[Dataset excerpt]

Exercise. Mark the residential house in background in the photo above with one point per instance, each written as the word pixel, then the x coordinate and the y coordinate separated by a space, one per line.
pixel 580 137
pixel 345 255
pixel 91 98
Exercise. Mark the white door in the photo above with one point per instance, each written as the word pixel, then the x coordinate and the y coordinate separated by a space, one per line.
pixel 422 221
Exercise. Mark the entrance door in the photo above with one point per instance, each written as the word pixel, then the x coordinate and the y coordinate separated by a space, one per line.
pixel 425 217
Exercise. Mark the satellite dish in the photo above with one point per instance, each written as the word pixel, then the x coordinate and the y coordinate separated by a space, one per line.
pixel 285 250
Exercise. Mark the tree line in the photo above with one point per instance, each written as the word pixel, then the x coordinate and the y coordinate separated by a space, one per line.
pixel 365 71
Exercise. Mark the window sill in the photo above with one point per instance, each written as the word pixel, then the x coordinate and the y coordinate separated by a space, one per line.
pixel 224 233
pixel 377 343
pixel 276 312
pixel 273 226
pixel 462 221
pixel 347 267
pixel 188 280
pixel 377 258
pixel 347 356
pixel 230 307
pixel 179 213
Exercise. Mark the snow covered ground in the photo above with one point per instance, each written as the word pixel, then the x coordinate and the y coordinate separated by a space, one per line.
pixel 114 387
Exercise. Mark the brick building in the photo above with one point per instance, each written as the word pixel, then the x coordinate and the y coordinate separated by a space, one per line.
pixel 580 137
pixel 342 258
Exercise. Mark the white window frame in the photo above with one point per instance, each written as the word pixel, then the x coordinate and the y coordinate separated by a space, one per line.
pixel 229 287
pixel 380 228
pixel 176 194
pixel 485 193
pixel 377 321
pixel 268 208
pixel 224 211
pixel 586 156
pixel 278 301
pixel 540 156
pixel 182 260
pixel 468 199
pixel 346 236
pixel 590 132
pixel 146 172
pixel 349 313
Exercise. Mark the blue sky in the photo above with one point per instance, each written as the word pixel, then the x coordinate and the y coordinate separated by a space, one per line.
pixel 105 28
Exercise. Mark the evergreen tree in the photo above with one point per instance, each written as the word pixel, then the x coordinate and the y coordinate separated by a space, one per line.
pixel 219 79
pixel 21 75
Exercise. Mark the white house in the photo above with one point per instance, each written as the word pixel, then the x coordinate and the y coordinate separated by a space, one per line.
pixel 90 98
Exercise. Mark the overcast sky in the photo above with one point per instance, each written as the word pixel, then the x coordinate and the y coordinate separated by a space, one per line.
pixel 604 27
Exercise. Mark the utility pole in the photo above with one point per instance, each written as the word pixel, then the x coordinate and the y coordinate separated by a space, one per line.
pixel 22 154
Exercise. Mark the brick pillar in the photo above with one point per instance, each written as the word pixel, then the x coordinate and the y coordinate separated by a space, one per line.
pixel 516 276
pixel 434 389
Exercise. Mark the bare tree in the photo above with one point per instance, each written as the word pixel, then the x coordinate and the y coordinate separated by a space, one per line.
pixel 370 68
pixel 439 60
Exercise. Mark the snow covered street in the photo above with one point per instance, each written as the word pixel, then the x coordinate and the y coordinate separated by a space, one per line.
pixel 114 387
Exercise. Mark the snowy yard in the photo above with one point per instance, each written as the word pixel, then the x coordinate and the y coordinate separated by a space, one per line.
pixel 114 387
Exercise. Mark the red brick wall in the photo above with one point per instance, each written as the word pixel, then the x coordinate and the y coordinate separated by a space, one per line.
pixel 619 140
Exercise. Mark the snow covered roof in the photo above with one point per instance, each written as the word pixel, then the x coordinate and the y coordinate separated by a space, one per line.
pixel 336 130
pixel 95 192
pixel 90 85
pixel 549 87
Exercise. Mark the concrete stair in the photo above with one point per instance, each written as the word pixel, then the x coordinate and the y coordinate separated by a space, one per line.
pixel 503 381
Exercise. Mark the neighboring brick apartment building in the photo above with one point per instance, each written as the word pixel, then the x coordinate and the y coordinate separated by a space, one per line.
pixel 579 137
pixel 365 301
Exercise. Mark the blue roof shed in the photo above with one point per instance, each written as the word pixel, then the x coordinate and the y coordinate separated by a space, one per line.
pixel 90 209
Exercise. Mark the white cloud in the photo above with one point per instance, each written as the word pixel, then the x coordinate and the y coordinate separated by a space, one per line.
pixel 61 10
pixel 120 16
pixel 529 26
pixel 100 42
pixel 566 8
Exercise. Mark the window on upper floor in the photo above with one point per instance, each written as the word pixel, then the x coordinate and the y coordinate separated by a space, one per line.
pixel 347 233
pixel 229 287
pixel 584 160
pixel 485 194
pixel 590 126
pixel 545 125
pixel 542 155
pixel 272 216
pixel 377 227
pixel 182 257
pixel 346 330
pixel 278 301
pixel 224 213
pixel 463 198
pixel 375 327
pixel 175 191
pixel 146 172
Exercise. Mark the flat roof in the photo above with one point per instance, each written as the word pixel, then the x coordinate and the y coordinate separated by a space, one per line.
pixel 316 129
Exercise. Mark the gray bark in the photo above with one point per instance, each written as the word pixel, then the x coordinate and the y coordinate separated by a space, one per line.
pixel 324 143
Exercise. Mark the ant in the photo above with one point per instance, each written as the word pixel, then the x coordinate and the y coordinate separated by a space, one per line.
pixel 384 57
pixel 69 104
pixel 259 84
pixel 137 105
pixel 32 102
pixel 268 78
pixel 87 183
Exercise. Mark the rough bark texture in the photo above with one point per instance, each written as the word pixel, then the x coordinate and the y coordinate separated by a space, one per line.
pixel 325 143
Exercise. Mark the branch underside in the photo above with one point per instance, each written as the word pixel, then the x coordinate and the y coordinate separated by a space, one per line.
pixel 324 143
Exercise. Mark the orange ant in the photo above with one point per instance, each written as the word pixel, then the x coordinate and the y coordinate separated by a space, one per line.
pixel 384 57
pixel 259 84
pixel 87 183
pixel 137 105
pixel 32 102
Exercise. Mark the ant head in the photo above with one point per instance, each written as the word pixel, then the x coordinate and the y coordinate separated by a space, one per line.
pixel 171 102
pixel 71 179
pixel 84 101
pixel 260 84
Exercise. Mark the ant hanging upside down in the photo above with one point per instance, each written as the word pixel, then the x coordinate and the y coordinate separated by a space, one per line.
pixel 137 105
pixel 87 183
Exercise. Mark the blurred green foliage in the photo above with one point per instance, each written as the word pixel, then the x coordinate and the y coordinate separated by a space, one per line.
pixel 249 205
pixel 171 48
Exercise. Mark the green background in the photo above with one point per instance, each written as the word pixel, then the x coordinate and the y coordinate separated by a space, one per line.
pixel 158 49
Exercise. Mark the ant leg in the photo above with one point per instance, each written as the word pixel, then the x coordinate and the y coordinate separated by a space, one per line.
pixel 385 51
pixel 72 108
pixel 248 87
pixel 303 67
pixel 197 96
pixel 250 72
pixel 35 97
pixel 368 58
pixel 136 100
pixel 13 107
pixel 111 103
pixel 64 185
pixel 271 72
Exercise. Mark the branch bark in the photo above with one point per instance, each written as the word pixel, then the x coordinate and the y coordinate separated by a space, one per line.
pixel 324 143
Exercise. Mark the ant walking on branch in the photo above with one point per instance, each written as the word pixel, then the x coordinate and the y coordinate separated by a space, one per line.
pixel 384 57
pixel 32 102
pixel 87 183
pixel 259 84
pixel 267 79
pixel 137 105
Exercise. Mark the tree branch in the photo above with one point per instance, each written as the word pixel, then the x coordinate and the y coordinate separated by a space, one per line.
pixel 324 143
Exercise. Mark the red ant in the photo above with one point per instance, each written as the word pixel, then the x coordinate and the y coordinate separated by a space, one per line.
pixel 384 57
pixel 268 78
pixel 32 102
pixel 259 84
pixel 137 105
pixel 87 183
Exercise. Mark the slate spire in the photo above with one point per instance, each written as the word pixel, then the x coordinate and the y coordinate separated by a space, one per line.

* [JOB] Write out verbatim the stretch of the material above from the line containing "Exercise. Mark the satellite" through the line containing "pixel 105 28", both included.

* [SOLUTION TO THIS EXERCISE]
Exercise. Mark the satellite dish in the photo above with one point per instance, each written as the word pixel, then the x coordinate and the y coordinate separated by a space, one per line.
pixel 285 250
Exercise. Mark the tree line in the photo above with one point per instance, each written as the word pixel, then the x coordinate and the y coordinate separated by a space, one per line.
pixel 365 71
Exercise. Mark the window sill in the photo above with one point per instance, each written as the word pixel, then the x coordinate and the y coordinate separated by a space, one per line.
pixel 224 233
pixel 377 343
pixel 276 312
pixel 273 226
pixel 462 221
pixel 347 267
pixel 188 280
pixel 377 258
pixel 347 356
pixel 230 307
pixel 179 213
Exercise. Mark the snow covered ground in the photo above with one point per instance, each written as the word pixel, then the x coordinate and the y coordinate separated by a space, one per line.
pixel 114 387
Exercise. Mark the brick building in the photo above with one point per instance, each written as the word pixel, then the x coordinate and the y coordinate separated by a space, one per line.
pixel 580 137
pixel 342 258
Exercise. Mark the white window frame in the photo above with one point per instance, each written as the word pixel, then the x coordinate and the y coordinate separated by a space, one per line.
pixel 229 287
pixel 380 228
pixel 176 194
pixel 485 193
pixel 377 321
pixel 268 208
pixel 224 211
pixel 586 156
pixel 278 301
pixel 540 156
pixel 182 260
pixel 468 199
pixel 346 236
pixel 590 132
pixel 146 172
pixel 349 313
Exercise. Mark the blue sky in the photo above with one point per instance, each written as the word pixel, then the x coordinate and the y coordinate separated by a space, one per line.
pixel 105 28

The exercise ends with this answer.